→ ACTIVITIES:
1 – Answer these questions about the StochasticAD documentation excerpt, one line each, marked (a), (b), (c):
(a) Which two functions compose to give derivative_estimate?
(b) What is the default backend in the signature of dual_number?
(c) In ForwardAlgorithm, what does the backend argument control?
2 – Pick up the StochasticAD documentation excerpt after its last sentence and carry it on in the same reference style.

━━━ EXTRACT

Return the almost-sure derivative of st, i.e. the rate of infinitesimal change.

source

Note that derivative_estimate is simply the composition of stochastic_triple and derivative_contribution. We also provide a convenience function for mimicking the behaviour of standard AD, where derivatives of discrete random steps are dropped:

StochasticAD.dual_numberFunction
dual_number(X, p; backend=PrunedFIsBackend(), direction=nothing)
dual_number(p; backend=PrunedFIsBackend(), direction=nothing)

A lightweight wrapper around stochastic_triple that entirely ignores the derivative contribution of all discrete random components, so that it behaves like a regular dual number. Mostly for fun – this, of course, leads to a useless derivative estimate for discrete random functions!

source

Algorithms

StochasticAD.ForwardAlgorithmType
ForwardAlgorithm(backend::StochasticAD.AbstractFIsBackend) <: AbstractStochasticADAlgorithm

A differentiation algorithm relying on forward propagation of stochastic triples.

The backend argument controls the algorithm used by the third component of the stochastic triples.

━━━━━━
━━━ DATA EXCERPTS

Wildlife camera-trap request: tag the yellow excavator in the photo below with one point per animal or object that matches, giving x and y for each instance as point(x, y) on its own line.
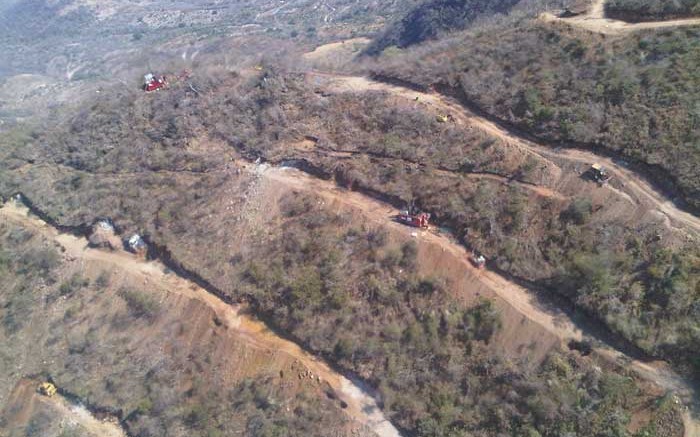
point(47, 389)
point(444, 118)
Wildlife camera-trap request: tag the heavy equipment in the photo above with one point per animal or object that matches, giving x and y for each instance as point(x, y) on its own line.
point(444, 118)
point(47, 389)
point(152, 82)
point(479, 261)
point(600, 174)
point(417, 220)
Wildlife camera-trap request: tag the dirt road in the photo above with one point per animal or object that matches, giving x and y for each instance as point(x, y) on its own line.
point(595, 21)
point(361, 406)
point(80, 416)
point(636, 189)
point(552, 320)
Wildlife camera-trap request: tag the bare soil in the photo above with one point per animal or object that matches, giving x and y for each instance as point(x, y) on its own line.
point(635, 197)
point(269, 351)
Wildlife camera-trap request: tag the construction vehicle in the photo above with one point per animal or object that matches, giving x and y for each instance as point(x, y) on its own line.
point(417, 220)
point(478, 260)
point(152, 82)
point(443, 118)
point(600, 174)
point(47, 389)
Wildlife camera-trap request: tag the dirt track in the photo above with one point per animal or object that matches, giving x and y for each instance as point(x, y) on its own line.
point(360, 406)
point(636, 189)
point(552, 320)
point(25, 401)
point(595, 21)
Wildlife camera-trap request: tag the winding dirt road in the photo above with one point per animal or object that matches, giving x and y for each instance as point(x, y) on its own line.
point(636, 189)
point(553, 320)
point(361, 406)
point(595, 21)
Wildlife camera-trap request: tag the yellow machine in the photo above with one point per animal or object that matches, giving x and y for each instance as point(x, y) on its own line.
point(47, 389)
point(442, 118)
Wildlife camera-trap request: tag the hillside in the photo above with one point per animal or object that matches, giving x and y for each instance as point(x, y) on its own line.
point(276, 290)
point(574, 88)
point(650, 10)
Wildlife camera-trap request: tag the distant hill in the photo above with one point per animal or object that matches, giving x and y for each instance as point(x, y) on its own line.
point(649, 10)
point(434, 17)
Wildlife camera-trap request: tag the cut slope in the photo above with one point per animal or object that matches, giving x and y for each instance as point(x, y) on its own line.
point(360, 405)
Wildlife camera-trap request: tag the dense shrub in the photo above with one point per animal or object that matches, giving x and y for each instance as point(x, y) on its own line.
point(647, 10)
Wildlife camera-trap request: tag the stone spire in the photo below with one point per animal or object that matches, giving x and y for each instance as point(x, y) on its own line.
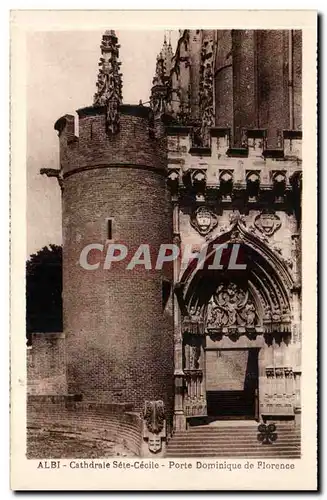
point(161, 80)
point(109, 84)
point(167, 54)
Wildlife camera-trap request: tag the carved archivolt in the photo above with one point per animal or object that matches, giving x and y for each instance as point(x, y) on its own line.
point(231, 306)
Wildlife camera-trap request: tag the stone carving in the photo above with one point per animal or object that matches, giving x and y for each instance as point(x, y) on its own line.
point(195, 353)
point(154, 416)
point(109, 82)
point(230, 306)
point(154, 424)
point(204, 220)
point(267, 223)
point(236, 217)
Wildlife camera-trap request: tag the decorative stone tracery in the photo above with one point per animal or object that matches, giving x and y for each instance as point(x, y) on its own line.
point(230, 306)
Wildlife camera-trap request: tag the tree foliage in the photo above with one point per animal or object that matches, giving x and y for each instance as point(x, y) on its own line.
point(44, 290)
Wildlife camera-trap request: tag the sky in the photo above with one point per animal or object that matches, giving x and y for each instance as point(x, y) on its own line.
point(61, 78)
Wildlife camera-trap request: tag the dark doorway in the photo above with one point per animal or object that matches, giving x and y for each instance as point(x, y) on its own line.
point(232, 388)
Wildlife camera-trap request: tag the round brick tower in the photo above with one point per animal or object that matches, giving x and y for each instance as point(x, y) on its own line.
point(119, 338)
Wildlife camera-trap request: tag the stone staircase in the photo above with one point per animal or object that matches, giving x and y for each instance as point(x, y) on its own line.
point(239, 440)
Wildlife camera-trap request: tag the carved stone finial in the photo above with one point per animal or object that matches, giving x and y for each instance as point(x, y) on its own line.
point(109, 82)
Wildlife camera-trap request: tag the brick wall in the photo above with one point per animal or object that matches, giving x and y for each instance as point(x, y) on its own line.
point(46, 364)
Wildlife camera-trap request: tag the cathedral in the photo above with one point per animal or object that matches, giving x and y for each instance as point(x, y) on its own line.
point(213, 161)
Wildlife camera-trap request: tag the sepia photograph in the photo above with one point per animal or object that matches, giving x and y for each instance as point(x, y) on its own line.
point(164, 247)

━━━━━━

→ OUTPUTS IN ORDER:
1 –
(a) stochastic_triple and derivative_contribution
(b) PrunedFIsBackend()
(c) The algorithm used by the third component of the stochastic triples

2 –
Note

The required computation time for forward-mode AD scales linearly with the number of parameters in p (but is unaffected by the number of parameters in X(p)).

source
StochasticAD.EnzymeReverseAlgorithmType
EnzymeReverseAlgorithm(backend::StochasticAD.AbstractFIsBackend) <: AbstractStochasticADAlgorithm

A differentiation algorithm relying on transposing the propagation of stochastic triples to produce a reverse-mode algorithm. The transposition is performed by Enzyme.jl, which must be loaded for the algorithm to run.

Currently, only real- and vector-valued inputs are supported, and only real-valued outputs are supported.

The backend argument controls the algorithm used by the third component of the stochastic triples.

In the call to derivative_estimate, this algorithm optionally accepts alg_data with the field forward_u, which specifies the directional derivative used in the forward pass that will be transposed. If forward_u is not provided, it is randomly generated.

Warning

For the reverse-mode algorithm to yield correct results, the employed backend cannot use input-dependent pruning strategies. A suggested reverse-mode compatible backend is PrunedFIsBackend(Val(:wins)).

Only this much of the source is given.